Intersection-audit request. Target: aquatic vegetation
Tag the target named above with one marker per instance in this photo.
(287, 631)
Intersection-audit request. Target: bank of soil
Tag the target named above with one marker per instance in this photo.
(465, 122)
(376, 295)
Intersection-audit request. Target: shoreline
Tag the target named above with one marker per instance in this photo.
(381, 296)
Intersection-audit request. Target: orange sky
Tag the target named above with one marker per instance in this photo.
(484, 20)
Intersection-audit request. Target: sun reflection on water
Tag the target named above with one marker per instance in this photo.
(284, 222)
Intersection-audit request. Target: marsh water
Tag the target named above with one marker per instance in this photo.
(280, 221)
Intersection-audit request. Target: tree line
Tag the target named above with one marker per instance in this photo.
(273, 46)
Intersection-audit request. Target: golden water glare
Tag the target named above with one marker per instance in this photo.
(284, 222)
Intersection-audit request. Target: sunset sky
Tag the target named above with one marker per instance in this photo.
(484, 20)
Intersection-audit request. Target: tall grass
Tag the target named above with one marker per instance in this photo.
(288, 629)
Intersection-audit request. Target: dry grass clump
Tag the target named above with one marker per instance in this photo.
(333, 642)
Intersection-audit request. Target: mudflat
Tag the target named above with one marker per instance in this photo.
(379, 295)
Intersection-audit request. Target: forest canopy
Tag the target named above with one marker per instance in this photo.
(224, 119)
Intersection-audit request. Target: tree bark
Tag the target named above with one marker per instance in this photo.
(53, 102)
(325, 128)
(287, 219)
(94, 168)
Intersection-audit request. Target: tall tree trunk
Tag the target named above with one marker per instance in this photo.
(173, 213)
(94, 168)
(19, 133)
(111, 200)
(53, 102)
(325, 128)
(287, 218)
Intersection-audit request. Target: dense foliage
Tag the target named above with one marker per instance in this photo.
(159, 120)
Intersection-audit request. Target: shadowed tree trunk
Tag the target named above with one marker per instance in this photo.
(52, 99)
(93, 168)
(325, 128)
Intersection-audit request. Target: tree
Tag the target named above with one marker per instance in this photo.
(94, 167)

********

**Exercise objective**
Rewrite the entries starting at the line that contains "Intersection-audit request. Target: tall tree" and ending at the end of the entries, replacing "tree trunk" with "tree stem" and leaving everything else unchanged.

**Answer to this problem**
Intersection-audit request. Target: tall tree stem
Tag the target named above with one marker per instance in this photo.
(173, 213)
(94, 168)
(19, 133)
(111, 200)
(53, 102)
(325, 128)
(287, 218)
Intersection-audit request. Target: dense foliage
Tag the target named above with one marker per instance in this photo.
(159, 120)
Intersection-audit request. Target: shadowed tree stem
Tag the target named above with one marker per instance in this photo.
(52, 99)
(93, 168)
(325, 128)
Intersection-audit request. Target: tree
Tag the target named above with one marker per instance in this photo.
(94, 167)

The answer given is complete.